**Required task:** Transcribe the listing below word for word.

**Dataset excerpts:**
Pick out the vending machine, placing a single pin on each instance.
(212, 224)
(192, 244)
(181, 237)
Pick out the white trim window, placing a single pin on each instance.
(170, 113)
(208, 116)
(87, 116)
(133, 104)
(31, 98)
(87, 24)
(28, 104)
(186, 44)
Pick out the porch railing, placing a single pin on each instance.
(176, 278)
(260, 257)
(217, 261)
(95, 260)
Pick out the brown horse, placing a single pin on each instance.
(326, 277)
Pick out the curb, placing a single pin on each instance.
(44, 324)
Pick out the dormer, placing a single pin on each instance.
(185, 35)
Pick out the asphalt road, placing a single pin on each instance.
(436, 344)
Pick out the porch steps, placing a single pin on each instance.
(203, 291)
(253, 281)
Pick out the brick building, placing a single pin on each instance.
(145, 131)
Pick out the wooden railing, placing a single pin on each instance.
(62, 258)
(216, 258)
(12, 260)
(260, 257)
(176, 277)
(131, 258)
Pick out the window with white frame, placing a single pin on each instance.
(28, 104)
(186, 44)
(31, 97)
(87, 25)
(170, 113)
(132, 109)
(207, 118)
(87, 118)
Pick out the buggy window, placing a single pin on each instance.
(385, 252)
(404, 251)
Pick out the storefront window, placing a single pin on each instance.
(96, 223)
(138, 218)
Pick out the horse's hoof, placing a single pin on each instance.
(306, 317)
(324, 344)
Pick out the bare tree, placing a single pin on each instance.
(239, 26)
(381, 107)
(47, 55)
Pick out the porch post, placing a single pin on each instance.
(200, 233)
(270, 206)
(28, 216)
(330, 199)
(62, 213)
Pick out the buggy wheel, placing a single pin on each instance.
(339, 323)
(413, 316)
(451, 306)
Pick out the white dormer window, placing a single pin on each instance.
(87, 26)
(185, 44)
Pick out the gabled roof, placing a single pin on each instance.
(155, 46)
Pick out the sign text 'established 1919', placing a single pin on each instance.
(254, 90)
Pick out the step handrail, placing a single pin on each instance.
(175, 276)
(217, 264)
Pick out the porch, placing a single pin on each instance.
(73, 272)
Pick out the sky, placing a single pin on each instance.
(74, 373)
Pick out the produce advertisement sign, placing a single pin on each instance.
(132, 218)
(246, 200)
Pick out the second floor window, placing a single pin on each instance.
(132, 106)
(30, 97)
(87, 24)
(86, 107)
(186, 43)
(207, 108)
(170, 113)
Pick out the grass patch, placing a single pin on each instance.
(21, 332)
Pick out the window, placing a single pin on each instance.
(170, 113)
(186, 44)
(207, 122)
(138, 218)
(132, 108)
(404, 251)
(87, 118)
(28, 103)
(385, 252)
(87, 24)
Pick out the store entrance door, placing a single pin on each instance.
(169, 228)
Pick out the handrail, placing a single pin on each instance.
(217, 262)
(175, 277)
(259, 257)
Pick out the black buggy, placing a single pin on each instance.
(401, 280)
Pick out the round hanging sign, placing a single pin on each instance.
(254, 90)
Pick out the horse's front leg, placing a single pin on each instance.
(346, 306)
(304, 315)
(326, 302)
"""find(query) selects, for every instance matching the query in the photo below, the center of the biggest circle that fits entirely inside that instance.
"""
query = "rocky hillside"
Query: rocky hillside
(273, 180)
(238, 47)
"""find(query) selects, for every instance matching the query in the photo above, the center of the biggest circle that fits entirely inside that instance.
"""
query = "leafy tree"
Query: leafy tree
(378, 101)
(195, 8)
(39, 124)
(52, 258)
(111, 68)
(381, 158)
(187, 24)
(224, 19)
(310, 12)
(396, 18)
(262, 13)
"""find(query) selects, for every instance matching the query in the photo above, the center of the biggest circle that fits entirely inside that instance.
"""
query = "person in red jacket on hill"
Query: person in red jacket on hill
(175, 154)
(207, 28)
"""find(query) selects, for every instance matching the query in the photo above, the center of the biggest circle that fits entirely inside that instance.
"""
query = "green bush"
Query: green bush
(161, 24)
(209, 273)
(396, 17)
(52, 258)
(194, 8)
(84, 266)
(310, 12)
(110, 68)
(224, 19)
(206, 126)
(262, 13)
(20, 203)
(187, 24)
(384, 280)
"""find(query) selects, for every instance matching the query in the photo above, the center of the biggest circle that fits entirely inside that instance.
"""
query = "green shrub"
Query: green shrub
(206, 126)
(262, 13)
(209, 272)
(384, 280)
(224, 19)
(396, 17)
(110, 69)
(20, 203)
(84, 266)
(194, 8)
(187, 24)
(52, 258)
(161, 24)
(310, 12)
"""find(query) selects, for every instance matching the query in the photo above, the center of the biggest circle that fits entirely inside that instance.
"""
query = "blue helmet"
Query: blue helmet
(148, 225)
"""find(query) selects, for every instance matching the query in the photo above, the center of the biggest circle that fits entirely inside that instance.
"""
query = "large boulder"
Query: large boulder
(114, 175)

**Full solution:**
Pick out the vending machine, placing a single pin on each instance.
(212, 224)
(192, 244)
(181, 237)
Pick out the white trim window, placing a single pin on each instance.
(170, 113)
(208, 116)
(87, 116)
(133, 104)
(31, 98)
(87, 24)
(28, 104)
(186, 44)
Pick out the porch railing, placing a single pin on each instance.
(176, 278)
(260, 257)
(217, 261)
(95, 260)
Pick out the brown horse, placing a single pin on each instance.
(326, 277)
Pick out the curb, placing a single pin on each instance.
(44, 324)
Pick out the dormer, placing a single pin on each instance.
(185, 35)
Pick out the asphalt road, placing a single pin on each instance.
(436, 344)
Pick out the porch steps, placing a single pin on each instance.
(203, 291)
(253, 281)
Pick out the brick building, placing a single pin on each instance.
(145, 131)
Pick out the wooden railing, placing a single pin on each instance.
(62, 258)
(216, 258)
(12, 260)
(260, 257)
(176, 277)
(131, 258)
Pick out the window with white frame, placing a single pin on each instance.
(28, 104)
(186, 44)
(31, 97)
(87, 25)
(170, 113)
(132, 109)
(207, 118)
(87, 118)
Pick out the buggy window, placing a single pin on each instance.
(385, 252)
(404, 251)
Pick out the storefront window, placing a single pin on each instance.
(96, 223)
(138, 218)
Pick out the horse's hoof, placing a single pin on each instance.
(306, 317)
(324, 344)
Pick out the bare tree, placing a single pin on each instance.
(239, 26)
(381, 107)
(47, 55)
Pick out the porch post, placing a single pin on each instance.
(200, 233)
(270, 206)
(28, 216)
(330, 199)
(62, 213)
Pick out the buggy wheel, placing a single pin on each instance.
(339, 323)
(413, 316)
(451, 306)
Pick out the white dormer window, placing a single pin on each instance.
(87, 26)
(185, 44)
Pick out the gabled roof, placing a single pin on each instance.
(155, 46)
Pick out the sign text 'established 1919', placing a single pin on each instance.
(254, 90)
Pick out the step handrail, placing a single pin on each instance.
(175, 276)
(217, 264)
Pick out the porch, placing a single pin on each instance.
(73, 272)
Pick out the sky, placing a single pin on each instance.
(74, 373)
Pick out the produce advertisement sign, placing a single pin on each instance.
(132, 218)
(246, 200)
Pick out the second floor window, placing a single pin on each instance.
(132, 106)
(30, 97)
(87, 24)
(86, 107)
(186, 43)
(207, 108)
(170, 113)
Pick out the grass patch, placing a single pin on each instance.
(21, 332)
Pick out the window, placing a single pin on each instance.
(170, 113)
(186, 44)
(207, 122)
(138, 218)
(132, 108)
(404, 251)
(87, 118)
(28, 103)
(385, 252)
(87, 24)
Pick out the store entrance door, placing a single pin on each instance.
(169, 228)
Pick out the handrail, placing a single pin on each instance.
(217, 262)
(175, 277)
(259, 257)
Pick out the black buggy, placing a single pin on each instance.
(401, 280)
Pick out the round hanging sign, placing a single pin on each instance.
(254, 90)
Pick out the horse's front leg, placing a single pin on each instance.
(346, 306)
(304, 315)
(326, 302)
"""find(query) selects, for every instance matching the query in the photo below, the center of the biggest circle that fits entirely inside that instance.
"""
query = "rocky hillside"
Query: rocky hillside
(273, 180)
(238, 47)
"""find(query) selects, for every instance matching the query in the photo above, the center of the biggest circle that fits entirely inside that instance.
"""
query = "leafy tree"
Query: leafy tree
(378, 101)
(195, 8)
(39, 124)
(52, 258)
(111, 68)
(381, 158)
(187, 24)
(224, 19)
(310, 12)
(396, 18)
(262, 13)
"""find(query) selects, for every instance matching the query in the photo above, the center of the biggest circle that fits entirely inside that instance.
"""
query = "person in red jacket on hill"
Query: person in red jacket on hill
(175, 154)
(207, 28)
"""find(query) selects, for every instance matching the query in the photo above, the center of the biggest circle that fits entirely inside that instance.
"""
query = "green bush"
Query: green bush
(161, 24)
(209, 273)
(396, 17)
(52, 258)
(194, 8)
(84, 266)
(310, 12)
(110, 68)
(224, 19)
(206, 126)
(262, 13)
(20, 203)
(187, 24)
(384, 280)
"""find(query) selects, for every instance matching the query in the photo above, the center of the biggest circle that fits entirely inside that instance.
"""
query = "green shrub"
Query: green shrub
(206, 126)
(262, 13)
(209, 272)
(384, 280)
(224, 19)
(396, 17)
(110, 69)
(20, 203)
(84, 266)
(194, 8)
(187, 24)
(52, 258)
(161, 24)
(310, 12)
"""find(query) selects, for every instance matching the query in the photo above, the center of the biggest circle that fits entirely inside that instance.
"""
query = "blue helmet"
Query: blue helmet
(148, 225)
"""find(query) selects, for every instance matching the query in the photo above, the center of the biggest circle that fits entirely inside that instance.
"""
query = "large boulder"
Query: large boulder
(114, 175)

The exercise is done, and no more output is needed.